Wracamy wkrótce...

Wtorek, 17 lipca 2012 (10:56), aktualizacja: 17.07.2012 (11:02)

Jak poradzić sobie z osami i szerszeniami?

fot. archiwum / MJ
fot. archiwum / MJ
Strażacy mają coraz więcej pracy związanej z usuwaniem gniazd os i szerszeni. Jednak czy w każdym przypadku możemy poprosić ich o pomoc?
Rzecznik KPPSP st. kpt. Cezary Kobierski przypomina: Interwencje straży pożarnej związane z owadami błonkoskrzydłymi (osy, szerszenie, pszczoły) podejmowane są wyłącznie w przypadku stwierdzenia bezpośredniego zagrożenia dla życia i zdrowia ludzi w obiektach, w których przebywają grupy dzieci lub osoby o ograniczonej zdolności poruszania się. W takich przypadkach przewiduje się doraźną ewakuację tych osób poza strefę zagrożenia i podjęcie niezbędnych działań zmierzających do usunięcia owadów.

* Twoje zadanie:
Proszę podać, kto w tekście o osach i szerszeniach przypomina zasady interwencji straży pożarnej.

* Dostarczone dane:
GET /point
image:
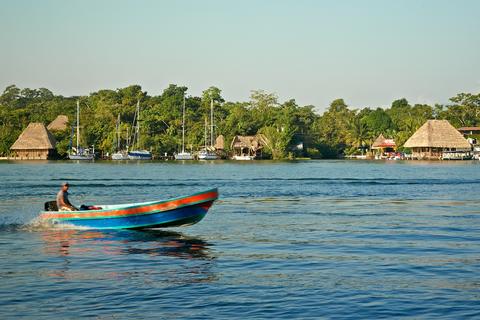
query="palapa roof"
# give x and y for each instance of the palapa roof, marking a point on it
(468, 129)
(251, 142)
(220, 143)
(382, 142)
(437, 134)
(34, 137)
(59, 124)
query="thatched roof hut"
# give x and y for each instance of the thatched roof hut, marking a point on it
(382, 143)
(437, 134)
(59, 124)
(35, 142)
(435, 137)
(220, 143)
(247, 145)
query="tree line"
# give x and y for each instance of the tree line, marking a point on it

* Wynik ćwiczenia:
Rzecznik KPPSP st. kpt. Cezary Kobierski.